ARTICLE
------------------------------------------------------------------------

- Born: April 7, 1960 (age 65) Peekskill, New York
- Occupation(s): Violinist, composer, and producer.
- Instrument: violin

= Tracy Silverman =

Tracy Silverman (born April 7, 1960) is an American violinist, composer, and producer who is based in Nashville, Tennessee.

== Biography ==
Born in Peekskill, New York and raised in Beloit, Wisconsin, Tracy Silverman made his professional debut at the age of 13 with the Chicago Symphony Orchestra playing the Saint-Saens 3rd Violin Concerto. He attended Beloit Memorial High School but left after two years when he was sixteen to enter the Chicago Musical College. He transferred to the Juilliard School and graduated in 1980. Silverman is widely considered one of the world's foremost electric violinists and performs contemporary classical music, avant-garde jazz, and rock, mainly on the six-string electric violin as well as other fretted and fretless acoustic and electric string instruments. Silverman was one of the first builders and players of the 6-string electric violin, which he started designing and building with Mark Wood in 1980.

------------------------------------------------------------------------

GIVEN DATA
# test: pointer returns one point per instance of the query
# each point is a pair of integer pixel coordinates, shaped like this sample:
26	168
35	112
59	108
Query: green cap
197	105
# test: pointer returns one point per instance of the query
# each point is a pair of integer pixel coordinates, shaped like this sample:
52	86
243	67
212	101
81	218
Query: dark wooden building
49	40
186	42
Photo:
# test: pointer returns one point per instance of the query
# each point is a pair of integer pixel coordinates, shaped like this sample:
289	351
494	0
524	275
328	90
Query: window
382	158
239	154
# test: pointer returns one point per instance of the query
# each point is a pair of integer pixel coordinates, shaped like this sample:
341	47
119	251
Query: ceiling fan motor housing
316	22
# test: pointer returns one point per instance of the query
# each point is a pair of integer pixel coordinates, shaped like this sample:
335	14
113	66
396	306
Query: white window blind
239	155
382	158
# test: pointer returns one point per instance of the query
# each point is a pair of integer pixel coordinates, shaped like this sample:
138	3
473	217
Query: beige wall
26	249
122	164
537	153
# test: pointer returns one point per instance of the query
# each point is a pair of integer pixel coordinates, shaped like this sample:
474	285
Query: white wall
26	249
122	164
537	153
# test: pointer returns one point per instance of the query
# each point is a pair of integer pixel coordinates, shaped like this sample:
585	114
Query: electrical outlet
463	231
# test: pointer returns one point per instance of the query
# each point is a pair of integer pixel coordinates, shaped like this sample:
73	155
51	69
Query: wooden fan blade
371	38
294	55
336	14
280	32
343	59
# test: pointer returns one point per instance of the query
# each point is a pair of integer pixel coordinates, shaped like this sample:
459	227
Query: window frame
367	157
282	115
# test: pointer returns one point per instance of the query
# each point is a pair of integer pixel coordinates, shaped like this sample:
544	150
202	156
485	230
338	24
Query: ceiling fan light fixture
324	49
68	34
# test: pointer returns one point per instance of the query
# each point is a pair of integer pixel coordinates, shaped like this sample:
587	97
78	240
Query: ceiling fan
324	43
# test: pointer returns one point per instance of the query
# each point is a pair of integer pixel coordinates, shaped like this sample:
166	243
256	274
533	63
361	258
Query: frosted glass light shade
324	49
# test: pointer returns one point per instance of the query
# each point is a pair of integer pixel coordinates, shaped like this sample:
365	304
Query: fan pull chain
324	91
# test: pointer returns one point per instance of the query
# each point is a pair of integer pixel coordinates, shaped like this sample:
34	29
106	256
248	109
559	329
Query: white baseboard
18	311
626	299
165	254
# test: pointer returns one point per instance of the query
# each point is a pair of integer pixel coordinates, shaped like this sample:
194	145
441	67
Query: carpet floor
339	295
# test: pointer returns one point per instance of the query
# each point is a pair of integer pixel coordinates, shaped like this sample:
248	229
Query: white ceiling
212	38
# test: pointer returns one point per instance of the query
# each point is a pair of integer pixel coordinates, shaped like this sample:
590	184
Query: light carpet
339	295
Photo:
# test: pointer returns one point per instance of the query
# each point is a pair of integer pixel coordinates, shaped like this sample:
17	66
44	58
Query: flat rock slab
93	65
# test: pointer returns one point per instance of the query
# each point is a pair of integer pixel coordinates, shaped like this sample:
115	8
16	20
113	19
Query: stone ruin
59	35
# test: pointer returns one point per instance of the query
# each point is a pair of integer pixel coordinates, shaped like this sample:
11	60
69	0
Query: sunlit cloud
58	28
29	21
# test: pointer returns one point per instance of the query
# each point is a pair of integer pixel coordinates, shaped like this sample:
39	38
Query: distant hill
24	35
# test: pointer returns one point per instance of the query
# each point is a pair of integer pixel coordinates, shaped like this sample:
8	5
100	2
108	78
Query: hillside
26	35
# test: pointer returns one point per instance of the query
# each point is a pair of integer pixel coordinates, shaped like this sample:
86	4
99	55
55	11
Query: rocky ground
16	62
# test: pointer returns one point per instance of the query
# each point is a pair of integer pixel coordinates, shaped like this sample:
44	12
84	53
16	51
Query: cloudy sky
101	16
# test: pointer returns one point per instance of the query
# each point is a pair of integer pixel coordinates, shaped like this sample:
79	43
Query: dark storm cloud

------------------------------------------------------------------------

GIVEN PROBLEM 1
Answer these questions from the article on Tracy Silverman, one line each:
(a) In which town was Silverman raised?
(b) With which orchestra did he make his professional debut at the age of 13?
(c) In what year did he graduate from the Juilliard School?
GIVEN PROBLEM 2
Render this sentence from the article on Tracy Silverman in Spanish: "He transferred to the Juilliard School and graduated in 1980."
GIVEN PROBLEM 3
Write the next part of the article on Tracy Silverman, beginning after its final sentence.

TASK RESPONSE 1
(a) Beloit, Wisconsin
(b) The Chicago Symphony Orchestra
(c) 1980

TASK RESPONSE 2
Se trasladó a la Juilliard School y se graduó en 1980.

TASK RESPONSE 3
As part of Silverman’s vision for the “future of strings”, he has premiered and recorded several major new electric violin concertos written specifically for him by composers John Adams (The Dharma at Big Sur), Terry Riley (The Palmian Chord Ryddle), Nico Muhly (Seeing is Believing), Roberto Sierra (Ficciones), Kenji Bunch (Embrace), and 3 concertos of his own; appearing with the LA Philharmonic, BBC Symphony and many others at Carnegie Hall, Disney Hall, Royal Albert Hall, and stages all over the world.

Silverman recorded his debut solo album for Windham Hill and appeared on many of the label's compilations. He was formerly first violinist with the Turtle Island String Quartet, a member of the Terry Riley Trio with composer Terry Riley and a long-time guest artist with pianist Jim Brickman. He is notable not only for his development and use of the electric 6-string violin, but also for what he terms “progressive string playing”, an evolution of classical string playing that embraces contemporary popular idioms such as rock, jazz and hip hop.

He performed at the gala opening of Walt Disney Concert Hall in Los Angeles where he was the featured soloist in the premiere of John Adams's composition The Dharma at Big Sur, written specifically for Silverman and his 6-string electric violin. He performed a solo Tiny Desk Concert on NPR in 2014.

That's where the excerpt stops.